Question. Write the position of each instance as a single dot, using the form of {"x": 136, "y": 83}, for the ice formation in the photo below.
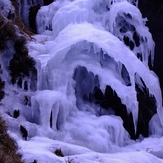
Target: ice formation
{"x": 85, "y": 39}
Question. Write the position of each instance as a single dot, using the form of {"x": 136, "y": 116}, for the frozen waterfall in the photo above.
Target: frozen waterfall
{"x": 87, "y": 52}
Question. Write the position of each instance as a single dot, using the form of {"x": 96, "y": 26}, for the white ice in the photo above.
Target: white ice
{"x": 75, "y": 34}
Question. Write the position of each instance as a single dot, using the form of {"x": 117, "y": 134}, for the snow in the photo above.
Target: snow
{"x": 80, "y": 46}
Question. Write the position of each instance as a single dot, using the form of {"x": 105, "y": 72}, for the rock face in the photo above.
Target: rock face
{"x": 153, "y": 10}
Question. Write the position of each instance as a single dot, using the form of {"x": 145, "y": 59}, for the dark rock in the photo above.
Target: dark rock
{"x": 32, "y": 17}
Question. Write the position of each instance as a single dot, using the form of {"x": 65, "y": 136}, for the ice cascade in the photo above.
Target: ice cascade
{"x": 82, "y": 45}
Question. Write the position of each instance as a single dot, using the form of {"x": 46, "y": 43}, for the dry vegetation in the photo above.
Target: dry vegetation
{"x": 13, "y": 35}
{"x": 8, "y": 147}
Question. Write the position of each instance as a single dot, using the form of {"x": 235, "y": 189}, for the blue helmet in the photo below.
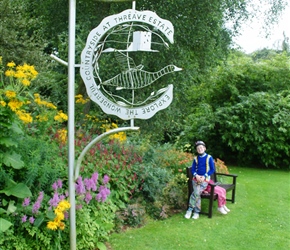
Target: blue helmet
{"x": 199, "y": 143}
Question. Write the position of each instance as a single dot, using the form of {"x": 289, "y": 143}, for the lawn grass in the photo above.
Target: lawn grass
{"x": 260, "y": 219}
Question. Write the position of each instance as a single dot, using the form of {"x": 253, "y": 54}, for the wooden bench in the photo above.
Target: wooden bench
{"x": 211, "y": 196}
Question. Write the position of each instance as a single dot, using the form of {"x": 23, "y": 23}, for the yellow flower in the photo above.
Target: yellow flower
{"x": 9, "y": 73}
{"x": 2, "y": 103}
{"x": 64, "y": 204}
{"x": 52, "y": 225}
{"x": 62, "y": 133}
{"x": 10, "y": 93}
{"x": 50, "y": 105}
{"x": 19, "y": 74}
{"x": 61, "y": 226}
{"x": 15, "y": 104}
{"x": 11, "y": 64}
{"x": 60, "y": 117}
{"x": 25, "y": 117}
{"x": 25, "y": 82}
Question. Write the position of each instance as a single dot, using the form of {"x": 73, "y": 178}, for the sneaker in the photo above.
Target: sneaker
{"x": 222, "y": 210}
{"x": 226, "y": 209}
{"x": 188, "y": 214}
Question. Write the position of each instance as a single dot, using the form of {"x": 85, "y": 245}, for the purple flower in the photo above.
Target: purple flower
{"x": 66, "y": 215}
{"x": 40, "y": 196}
{"x": 54, "y": 200}
{"x": 106, "y": 179}
{"x": 90, "y": 184}
{"x": 54, "y": 186}
{"x": 31, "y": 220}
{"x": 59, "y": 183}
{"x": 26, "y": 202}
{"x": 95, "y": 177}
{"x": 88, "y": 197}
{"x": 80, "y": 188}
{"x": 79, "y": 206}
{"x": 35, "y": 207}
{"x": 24, "y": 218}
{"x": 103, "y": 194}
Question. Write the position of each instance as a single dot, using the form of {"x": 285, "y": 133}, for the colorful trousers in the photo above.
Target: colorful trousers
{"x": 195, "y": 199}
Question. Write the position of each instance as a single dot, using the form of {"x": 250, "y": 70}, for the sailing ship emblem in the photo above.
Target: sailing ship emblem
{"x": 108, "y": 67}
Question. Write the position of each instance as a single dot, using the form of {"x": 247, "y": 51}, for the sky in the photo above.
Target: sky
{"x": 253, "y": 37}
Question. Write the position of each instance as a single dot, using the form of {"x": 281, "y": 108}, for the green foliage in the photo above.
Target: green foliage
{"x": 154, "y": 179}
{"x": 258, "y": 128}
{"x": 260, "y": 220}
{"x": 133, "y": 215}
{"x": 175, "y": 193}
{"x": 242, "y": 115}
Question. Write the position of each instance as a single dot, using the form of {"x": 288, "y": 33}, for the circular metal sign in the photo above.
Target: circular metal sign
{"x": 139, "y": 26}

■ Work instructions: A complete and exact copy of the records is required. Exclude the pictures.

■ Task answer:
Question. Write the position of each instance as a single dot, using the form of {"x": 136, "y": 83}, for the ice formation in the photo below.
Target: ice formation
{"x": 85, "y": 39}
Question. Write the position of each instance as a single dot, using the form of {"x": 136, "y": 116}, for the frozen waterfall in the photo above.
Target: frozen waterfall
{"x": 87, "y": 52}
Question. Write the position of each instance as a single dot, using the form of {"x": 96, "y": 26}, for the white ice in the photo above.
Target: white ice
{"x": 75, "y": 34}
Question. Write the position of each instance as a single dot, using the form of {"x": 117, "y": 134}, for the snow in the photo above.
Target: snow
{"x": 80, "y": 46}
Question. Write the position of each instance as a single dot, using the form of {"x": 105, "y": 72}, for the rock face in the photo above.
Target: rock face
{"x": 153, "y": 10}
Question. Write the position of each instance as a single dot, using the form of {"x": 145, "y": 59}, for the dark rock in the photo above.
Target: dark rock
{"x": 32, "y": 17}
Question. Write the position of each instance as a single dot, using the form of {"x": 65, "y": 136}, for the ice cascade in the photo above.
Target: ice cascade
{"x": 82, "y": 45}
Question. Write the position of each instance as a single dot, using the form of {"x": 46, "y": 43}, for the dry vegetation in the photo above.
Target: dry vegetation
{"x": 13, "y": 35}
{"x": 8, "y": 147}
Question. Write the position of each instance as a single dot, using the form of {"x": 235, "y": 189}, for the blue helmet in the photo below.
Target: blue helmet
{"x": 199, "y": 143}
Question. Write the position of each instance as a single dot, using the form of {"x": 289, "y": 143}, for the lawn grass in the photo above.
Target: lawn grass
{"x": 260, "y": 219}
Question. Write the position of each instance as a single dot, using the form of {"x": 253, "y": 54}, for the wooden bench in the photo above.
Target: wooden bench
{"x": 211, "y": 196}
Question. Write the position of each instance as a single dot, using the form of {"x": 23, "y": 23}, for the yellow flower in the photo above.
Target: yellow flower
{"x": 9, "y": 73}
{"x": 2, "y": 103}
{"x": 64, "y": 204}
{"x": 52, "y": 225}
{"x": 62, "y": 133}
{"x": 10, "y": 93}
{"x": 50, "y": 105}
{"x": 19, "y": 74}
{"x": 61, "y": 226}
{"x": 15, "y": 104}
{"x": 11, "y": 64}
{"x": 60, "y": 117}
{"x": 25, "y": 117}
{"x": 25, "y": 82}
Question. Write the position of each instance as a single dot, using the form of {"x": 73, "y": 178}, for the sneaker in the photo above.
Target: sneaker
{"x": 222, "y": 210}
{"x": 226, "y": 209}
{"x": 188, "y": 214}
Question. Write the position of each instance as a single dot, using the form of {"x": 85, "y": 245}, for the purple flower in the photo above.
Target: purple flower
{"x": 66, "y": 215}
{"x": 40, "y": 196}
{"x": 54, "y": 200}
{"x": 106, "y": 179}
{"x": 90, "y": 184}
{"x": 54, "y": 186}
{"x": 31, "y": 220}
{"x": 59, "y": 183}
{"x": 26, "y": 202}
{"x": 95, "y": 177}
{"x": 88, "y": 197}
{"x": 80, "y": 188}
{"x": 79, "y": 206}
{"x": 35, "y": 207}
{"x": 24, "y": 218}
{"x": 103, "y": 194}
Question. Write the position of each instance as a single dot, using the form of {"x": 285, "y": 133}, for the colorful trousers in the photo above.
Target: colorful trousers
{"x": 195, "y": 199}
Question. Write the position of each instance as a single dot, using the form of {"x": 250, "y": 70}, for the sailing ship emblem in the photo above.
Target: sailing ship emblem
{"x": 108, "y": 67}
Question. Write the position of each instance as a single dot, using the form of {"x": 247, "y": 51}, for the sky in the photo above.
Target: sky
{"x": 253, "y": 37}
Question. Write the position of each instance as a single dot, using the form of {"x": 281, "y": 108}, for the green foliage in the photo above.
Target: green foliage
{"x": 154, "y": 179}
{"x": 258, "y": 128}
{"x": 260, "y": 220}
{"x": 133, "y": 215}
{"x": 175, "y": 193}
{"x": 242, "y": 115}
Question. Write the position of each instance as a single dot, using the form of {"x": 288, "y": 33}, for the circular metal sign in the photo above.
Target: circular metal sign
{"x": 139, "y": 26}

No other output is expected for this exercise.